▶ [Selected excerpt]:
Item 1.01 Entry into a Material Definitive Agreement.
On June 3, 2009, NetApp, Inc., a Delaware corporation ("NetApp"), Data Domain,
Inc., a Delaware corporation ("Data Domain"), Kentucky Merger Sub One
Corporation, a Delaware corporation and a direct, wholly-owned subsidiary of
NetApp ("Merger Sub One"), and Derby Merger Sub Two LLC, a Delaware limited
liability company and a direct, wholly-owned subsidiary of NetApp ("Merger Sub
Two" and together with Merger Sub One, the "Merger Subs"), entered into
Amendment No. 1 (the "Amendment") to the Agreement and Plan of Merger, dated as
of May 20, 2009, by and among NetApp, Data Domain and the Merger Subs (as
amended, the "Merger Agreement"). Under the revised terms, the aggregate merger
consideration payable by NetApp to the Data Domain stockholders in connection
with the Merger (as defined in the Merger Agreement) has been increased from $25
per share to $30 per share, as described below.
As amended, upon the closing of the Merger, each outstanding share of Data
Domain common stock (other than those shares with respect to which appraisal
rights are properly exercised and not withdrawn) will be converted into the
right to receive (a) $16.45 per share in cash, without interest (the per share
amount of cash being referred to as the "Cash Consideration"), plus (b) a number
of validly issued, fully paid and non-assessable shares of NetApp common stock
equal to the following exchange ratio (the "Exchange Ratio"):
(i) 0.7783 shares of NetApp common stock if the Closing Average (as defined
below) is less than $17.41,
(ii) 0.6370 shares of NetApp common stock if the Closing Average is greater
than $21.27, and
(iii) that fraction of a share of NetApp common stock (rounded to the nearest
ten thousandth) equal to the quotient obtained by dividing $13.55 by the Closing
Average, if the Closing Average is (A) less than or equal to $21.27 and
(B) greater than or equal to $17.41 (the per share amount of stock referenced in
(i), (ii) or (iii) above, as applicable, being referred to as the "Stock
Consideration").
The "Closing Average" is defined as the average of the closing sales prices for
NetApp common stock, rounded to the nearest one-hundredth of a cent, on NASDAQ
for the ten most recent consecutive trading days ending on the third trading day
immediately prior to the closing of the Merger.

Raw records

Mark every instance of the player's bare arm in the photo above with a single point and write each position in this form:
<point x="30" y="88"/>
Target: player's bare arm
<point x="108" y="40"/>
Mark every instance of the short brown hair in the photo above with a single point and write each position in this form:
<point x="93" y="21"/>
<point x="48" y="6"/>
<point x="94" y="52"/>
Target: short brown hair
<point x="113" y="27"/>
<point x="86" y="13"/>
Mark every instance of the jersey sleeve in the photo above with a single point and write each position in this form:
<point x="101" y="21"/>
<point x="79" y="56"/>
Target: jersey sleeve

...

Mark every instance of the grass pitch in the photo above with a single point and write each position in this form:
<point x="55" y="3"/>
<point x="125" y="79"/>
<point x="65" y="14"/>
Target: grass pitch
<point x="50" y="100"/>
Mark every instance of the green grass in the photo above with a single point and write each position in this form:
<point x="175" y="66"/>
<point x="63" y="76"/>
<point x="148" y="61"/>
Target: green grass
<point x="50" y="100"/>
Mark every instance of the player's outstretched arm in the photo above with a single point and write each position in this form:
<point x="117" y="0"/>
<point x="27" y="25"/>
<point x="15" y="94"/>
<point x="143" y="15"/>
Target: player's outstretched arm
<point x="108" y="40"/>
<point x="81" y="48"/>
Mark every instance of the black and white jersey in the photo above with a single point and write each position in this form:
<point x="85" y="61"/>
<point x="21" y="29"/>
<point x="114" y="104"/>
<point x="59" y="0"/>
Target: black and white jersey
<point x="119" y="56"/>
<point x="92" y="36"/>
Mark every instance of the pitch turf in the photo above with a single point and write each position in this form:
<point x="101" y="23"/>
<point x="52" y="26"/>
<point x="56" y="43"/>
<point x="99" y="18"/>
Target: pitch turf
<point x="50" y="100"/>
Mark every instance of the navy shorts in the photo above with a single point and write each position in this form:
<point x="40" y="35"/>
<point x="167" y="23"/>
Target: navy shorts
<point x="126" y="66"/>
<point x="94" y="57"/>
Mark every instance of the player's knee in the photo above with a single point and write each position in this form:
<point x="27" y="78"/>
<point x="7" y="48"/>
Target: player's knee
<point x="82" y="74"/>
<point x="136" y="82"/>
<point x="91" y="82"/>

▶ [Exercise aim]: Resume the filing on the NetApp and Data Domain merger amendment, picking up right after its last sentence. The records have nothing to do with the merger filing.

▶ [Output of the task]:
In the event that the Exchange Ratio is greater than or equal to 0.7006 and less
than 0.7783, NetApp, in its sole discretion, may (a) reduce the Stock
Consideration by such amount as NetApp may determine and (b) increase the Cash
Consideration by an amount equal to the product of (i) the amount of the such
reduction in the Stock Consideration multiplied by (ii) the Closing Average.
However, NetApp may not reduce the amount of the Stock Consideration and
increase the Cash Consideration to the extent that it would reasonably be
expected to cause the Merger to fail to qualify as a tax-free reorganization
under the Internal Revenue Code, except as may be required as described in the
paragraph below. The parties can make no assurances as to the tax-free status of
the transaction.
If the aggregate amount of the Stock Consideration issuable in the Merger
(including Stock Consideration issuable to holders of Data Domain options,
restricted stock and restricted shares) would exceed 19.5% of the outstanding
shares of NetApp common stock immediately prior to the closing of the Merger,
the Stock Consideration will be decreased to the minimum extent necessary so
that no more than 19.5% of the outstanding shares of NetApp common stock will be
issued in the Merger (with such percentage measured immediately prior to the
closing of the Merger). In such event, the Cash Consideration will be increased
by an amount equal to the product of (a) the amount of the reduction in the
Stock Consideration multiplied by (b) the Closing Average.
Other than as described above, the Merger Agreement, as filed on May 21, 2009 on
a Current Report on Form 8-K, remains in full force and effect as originally
executed on May 20, 2009. The foregoing description of the Amendment does not
purport to be complete and is qualified in its entirety by reference to the
Amendment, which is filed as Exhibit 2.1 hereto and incorporated into this
report by reference.
Item 8.01 Other Information.
On June 3, 2009, NetApp issued a press release relating to its offer to increase
the merger consideration payable by NetApp to the Data Domain stockholders in
connection with the Merger. A copy of the press release is attached hereto as
Exhibit 99.1. Later on the same day, NetApp and Data Domain issued a joint press
release announcing the execution of the Amendment by the parties. A copy of the
joint press release is attached hereto as Exhibit 99.3.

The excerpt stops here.